● Data for processing
══════════
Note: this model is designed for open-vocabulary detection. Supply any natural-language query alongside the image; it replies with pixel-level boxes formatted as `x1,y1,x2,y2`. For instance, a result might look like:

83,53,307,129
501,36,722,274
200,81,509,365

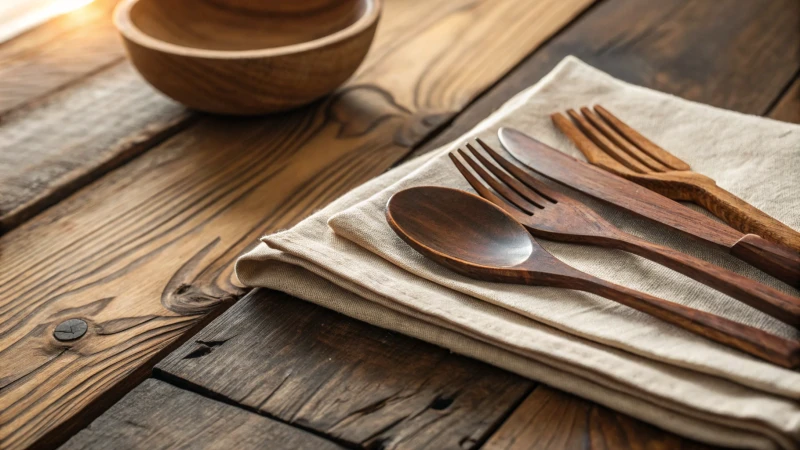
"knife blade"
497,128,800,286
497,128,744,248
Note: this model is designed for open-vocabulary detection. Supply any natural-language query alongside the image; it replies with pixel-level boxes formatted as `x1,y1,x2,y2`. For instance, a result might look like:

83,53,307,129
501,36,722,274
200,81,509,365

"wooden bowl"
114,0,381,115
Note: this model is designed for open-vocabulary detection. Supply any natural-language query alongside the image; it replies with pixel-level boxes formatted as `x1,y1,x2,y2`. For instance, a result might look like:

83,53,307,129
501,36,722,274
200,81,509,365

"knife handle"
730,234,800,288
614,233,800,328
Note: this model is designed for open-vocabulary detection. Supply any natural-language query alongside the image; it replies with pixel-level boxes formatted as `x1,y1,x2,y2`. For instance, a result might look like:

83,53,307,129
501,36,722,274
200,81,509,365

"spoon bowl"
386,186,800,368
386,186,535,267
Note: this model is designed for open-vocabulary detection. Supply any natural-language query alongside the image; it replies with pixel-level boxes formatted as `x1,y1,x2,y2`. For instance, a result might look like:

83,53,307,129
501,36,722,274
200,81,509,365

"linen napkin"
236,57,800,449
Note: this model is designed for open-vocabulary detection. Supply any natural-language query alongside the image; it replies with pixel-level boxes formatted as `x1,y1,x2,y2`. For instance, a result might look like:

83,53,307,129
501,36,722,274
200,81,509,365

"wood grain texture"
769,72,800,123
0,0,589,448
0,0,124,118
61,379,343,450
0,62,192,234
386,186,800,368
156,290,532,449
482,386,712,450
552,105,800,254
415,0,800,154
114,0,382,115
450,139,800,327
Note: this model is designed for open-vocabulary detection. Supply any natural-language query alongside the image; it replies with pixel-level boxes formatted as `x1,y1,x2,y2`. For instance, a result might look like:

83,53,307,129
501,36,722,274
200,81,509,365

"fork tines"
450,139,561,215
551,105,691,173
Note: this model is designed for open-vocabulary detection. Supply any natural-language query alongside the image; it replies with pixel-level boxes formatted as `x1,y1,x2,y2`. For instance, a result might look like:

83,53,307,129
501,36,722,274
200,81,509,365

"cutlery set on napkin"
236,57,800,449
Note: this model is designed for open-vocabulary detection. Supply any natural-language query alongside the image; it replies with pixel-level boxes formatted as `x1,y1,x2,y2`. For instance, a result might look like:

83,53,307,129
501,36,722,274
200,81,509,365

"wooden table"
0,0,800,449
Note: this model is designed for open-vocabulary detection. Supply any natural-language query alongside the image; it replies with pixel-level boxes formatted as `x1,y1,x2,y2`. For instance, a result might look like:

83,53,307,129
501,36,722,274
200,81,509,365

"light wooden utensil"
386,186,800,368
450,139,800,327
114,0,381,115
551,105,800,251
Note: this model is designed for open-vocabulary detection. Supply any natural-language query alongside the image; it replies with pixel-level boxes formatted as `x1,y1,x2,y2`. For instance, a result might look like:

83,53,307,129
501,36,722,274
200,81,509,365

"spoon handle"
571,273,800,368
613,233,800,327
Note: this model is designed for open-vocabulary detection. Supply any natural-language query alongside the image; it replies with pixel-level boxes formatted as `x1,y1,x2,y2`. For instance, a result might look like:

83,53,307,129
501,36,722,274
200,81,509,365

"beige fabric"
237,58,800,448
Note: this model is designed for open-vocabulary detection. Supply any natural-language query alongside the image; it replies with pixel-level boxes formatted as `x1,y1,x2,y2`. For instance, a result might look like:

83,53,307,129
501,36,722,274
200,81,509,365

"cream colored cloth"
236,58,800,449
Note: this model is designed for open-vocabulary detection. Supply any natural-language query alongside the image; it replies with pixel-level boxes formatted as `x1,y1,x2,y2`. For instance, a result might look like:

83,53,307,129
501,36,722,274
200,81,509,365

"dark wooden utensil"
══════════
● To do
Write out the entries again, exactly as given, skipping any images.

● Answer to the problem
Note: this model is designed for open-vocabulary detection. Supply any natural-language query alongside the image; it replies with pixel-level boxes formatted as `x1,y1,x2,y2`. For instance, a result might look like:

83,53,307,129
501,36,722,274
200,81,509,365

"knife blade"
497,128,800,286
497,128,744,248
Note: this model is designed for open-vocabulary detection. Supply any natural-language query alongside the image; it replies with pixel-level boxes formatted as `x1,y1,x2,y2`. For instance, a result might look like:

83,53,307,129
501,36,722,274
200,81,509,365

"wooden bowl"
114,0,381,115
Note: this model is designed for open-vocabulary detection. Supply any natural-language query alongside the image; it replies with pixel-level boxes formatted as `x1,y1,x2,y2`. For instance, a result might look like:

83,53,307,129
501,36,722,274
200,81,509,365

"knife handle"
730,234,800,288
614,233,800,328
Note: this model is designed for open-vocabulary detection. Supply any natural-language query alongside the image; it replies with pixel-level boxes formatted as `x1,y1,x2,y2`. For instance, a result might look like:

83,53,307,129
501,36,722,274
200,81,509,365

"spoon bowl"
386,186,800,368
386,186,535,267
Note: this model is designed for open-vocabulary detection. Supply any natural-language query alongside the image; it replies with pixel-level boxes formatted as `x1,y1,x2,y2`. For instance, a result might look like:

83,53,307,129
501,36,722,274
200,81,509,365

"linen napkin"
236,57,800,449
Note: this model is designed for open-vocabulary detection. Supply any natural-language query alongside the image; it replies with pixel-level boxes formatted as `x1,y1,x2,y2`. For instance, a result might look like:

83,53,307,129
501,36,722,274
200,81,509,365

"wood grain texture"
769,72,800,123
0,0,589,448
0,0,124,118
61,379,343,450
0,62,192,234
386,186,800,368
156,290,532,449
482,386,712,450
552,105,800,254
415,0,800,154
114,0,382,115
450,139,800,327
Note: this model is designed for open-vocabulary detection. Supply any natural-language query alongside the image; it replies with pixel-level boxes formatted as `x1,y1,x2,y2`. For instance, a result might look like:

83,53,307,129
501,36,722,274
200,81,509,365

"fork tines"
450,139,561,215
551,105,691,173
Note: this model is designed for open-vocabulary detection. Supply any natural-language query alongside the image; it replies with pixel-level boxes formatted as `x1,y1,x2,y2`. For instance, a result might look like:

83,53,307,129
501,36,722,274
200,81,509,365

"cutlery set on napkin"
236,57,800,449
Note: this model is designed for open-vocabulary detection. Supply any natural-language query alongside the image; it replies with pixel-level boxes formatted as `x1,y1,x2,y2`. For instance, a result might look like:

83,53,307,129
501,36,722,274
200,81,509,365

"wooden table"
0,0,800,449
Note: this model is designed for open-vocabulary detection. Supply any natural-language query alongside the image; it replies with pixel-level boxes formatted as `x1,y1,x2,y2`. For instance, a result might look like:

83,53,307,129
501,36,722,274
200,81,509,365

"light wooden utensil"
386,186,800,368
450,139,800,327
114,0,381,115
551,105,800,251
Note: this model is designed for open-vocabulary detection. Supply any natural-language query alongside the image; it replies with pixel-level boxes formatted as `x1,y1,x2,y2`. For instance, a result might look like:

83,53,307,129
501,36,722,274
200,81,509,365

"spoon handle"
571,273,800,368
613,233,800,327
Note: this model is designed for open-vocabulary detection. Supply any natural-language query alongside the image; it replies with pixel-level boxes formatted as `x1,y1,x2,y2`. For instance, a result might look like:

83,53,307,129
501,36,722,274
200,81,509,365

"beige fabric"
237,58,800,448
Note: this model is designed for open-vocabulary detection. Supply any natural-language query alongside the image; it replies with pixel-level boxes formatted as `x1,y1,x2,y2`. For instance, a result might look like:

83,53,307,129
501,36,722,274
200,81,509,365

"cream colored cloth"
236,58,800,449
Note: this model is designed for open-vocabulary detection. Supply any natural-language query alongside the image; it replies with pixel-level boxes formatted as `x1,y1,x2,y2`. For instance, a result might look like:

83,53,307,129
501,36,722,274
200,81,509,365

"dark wooden utensil"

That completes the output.